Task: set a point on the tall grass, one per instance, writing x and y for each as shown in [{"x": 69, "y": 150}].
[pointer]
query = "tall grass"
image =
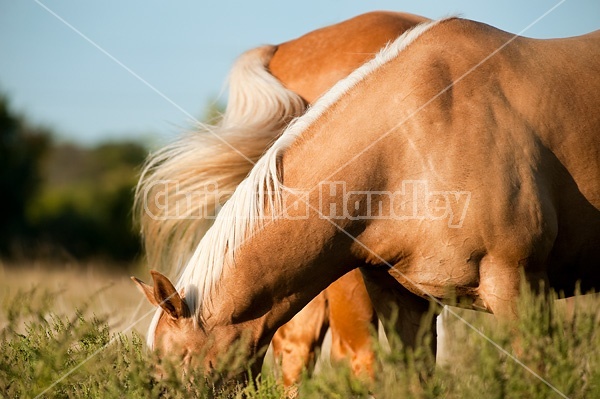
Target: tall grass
[{"x": 46, "y": 354}]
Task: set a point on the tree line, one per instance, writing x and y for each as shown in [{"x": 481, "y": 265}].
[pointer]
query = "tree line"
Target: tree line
[{"x": 65, "y": 201}]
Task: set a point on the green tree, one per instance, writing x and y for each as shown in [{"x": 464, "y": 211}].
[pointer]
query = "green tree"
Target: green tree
[{"x": 21, "y": 152}]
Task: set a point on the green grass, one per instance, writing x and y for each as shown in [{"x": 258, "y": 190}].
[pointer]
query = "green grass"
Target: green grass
[{"x": 59, "y": 352}]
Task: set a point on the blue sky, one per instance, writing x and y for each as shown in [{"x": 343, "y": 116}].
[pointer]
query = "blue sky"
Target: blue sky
[{"x": 184, "y": 48}]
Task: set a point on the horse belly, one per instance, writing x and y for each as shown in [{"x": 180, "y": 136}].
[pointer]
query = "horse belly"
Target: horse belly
[{"x": 440, "y": 277}]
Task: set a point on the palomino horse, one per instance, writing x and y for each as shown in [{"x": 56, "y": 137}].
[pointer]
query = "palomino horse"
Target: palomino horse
[
  {"x": 258, "y": 111},
  {"x": 462, "y": 158}
]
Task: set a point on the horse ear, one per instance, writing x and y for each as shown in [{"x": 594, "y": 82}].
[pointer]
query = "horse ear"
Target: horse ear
[
  {"x": 146, "y": 290},
  {"x": 167, "y": 297}
]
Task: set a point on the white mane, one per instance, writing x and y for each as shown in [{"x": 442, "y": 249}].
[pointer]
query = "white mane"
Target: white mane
[{"x": 261, "y": 190}]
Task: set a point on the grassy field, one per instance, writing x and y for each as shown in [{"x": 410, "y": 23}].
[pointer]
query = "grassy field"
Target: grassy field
[{"x": 78, "y": 332}]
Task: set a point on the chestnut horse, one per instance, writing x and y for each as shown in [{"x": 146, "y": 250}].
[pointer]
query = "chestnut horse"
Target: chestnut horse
[
  {"x": 268, "y": 87},
  {"x": 461, "y": 159}
]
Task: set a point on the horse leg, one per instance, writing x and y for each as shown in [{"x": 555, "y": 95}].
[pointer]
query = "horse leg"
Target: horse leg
[
  {"x": 295, "y": 343},
  {"x": 395, "y": 303},
  {"x": 351, "y": 318}
]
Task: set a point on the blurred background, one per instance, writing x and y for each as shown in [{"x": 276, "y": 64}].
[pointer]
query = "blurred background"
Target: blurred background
[{"x": 87, "y": 89}]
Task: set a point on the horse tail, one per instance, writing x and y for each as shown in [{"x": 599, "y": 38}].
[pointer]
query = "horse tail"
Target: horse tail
[{"x": 183, "y": 185}]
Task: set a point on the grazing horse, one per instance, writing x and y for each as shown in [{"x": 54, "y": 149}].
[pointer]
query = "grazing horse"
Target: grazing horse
[
  {"x": 461, "y": 159},
  {"x": 269, "y": 86}
]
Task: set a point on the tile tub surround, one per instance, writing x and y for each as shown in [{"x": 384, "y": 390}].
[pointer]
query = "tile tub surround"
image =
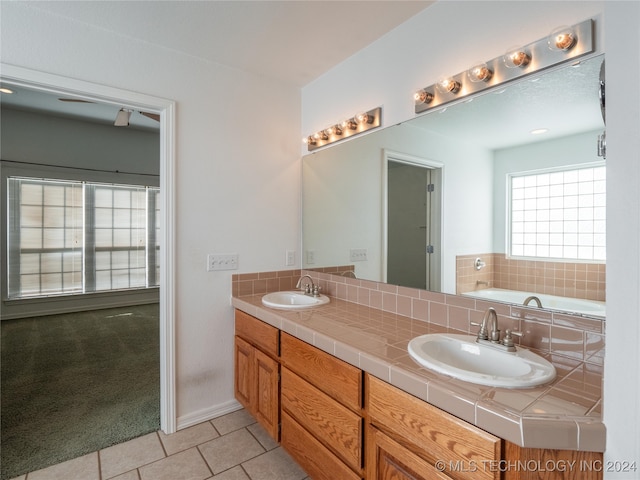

-- -- --

Work to be completed ▸ Lay out the listing as a numbered list, starting at the line that contains "Task: set a point on the chestnut" and ending at the last line of the listing, with blank lines dropped. Leave the pictures out of the answer.

Written response ▸
1. Task: set a point on the chestnut horse, one per instance, writing x and y for each as shown in [{"x": 146, "y": 250}].
2. [pointer]
3. query = "chestnut horse"
4. Target: chestnut horse
5. [
6.   {"x": 268, "y": 87},
7.   {"x": 461, "y": 159}
8. ]
9. Task: set a point on the horse leg, one per instance, writing x and y for each as shown in [{"x": 555, "y": 95}].
10. [pointer]
11. query = "horse leg"
12. Target: horse leg
13. [
14.   {"x": 295, "y": 343},
15.   {"x": 395, "y": 303},
16.   {"x": 351, "y": 318}
17. ]
18. Task: set a point on the blurred background, one per instance, writing x and y for each as shown in [{"x": 276, "y": 64}].
19. [pointer]
20. query = "blurred background"
21. Target: blurred background
22. [{"x": 87, "y": 89}]
23. Task: set a point on the horse tail, one per instance, writing x and y for each as shown in [{"x": 599, "y": 38}].
24. [pointer]
25. query = "horse tail"
26. Target: horse tail
27. [{"x": 183, "y": 185}]
28. Task: set a point on the grazing horse, one per instance, writing x and y for each as shown in [{"x": 54, "y": 149}].
29. [pointer]
30. query = "grazing horse"
31. Target: grazing horse
32. [
33.   {"x": 461, "y": 159},
34.   {"x": 269, "y": 86}
35. ]
36. Task: set a point on the tile tub surround, one per instance, writing x and y for each as shown in [{"x": 384, "y": 390}].
37. [pointer]
38. query = "tile tub surround"
39. image =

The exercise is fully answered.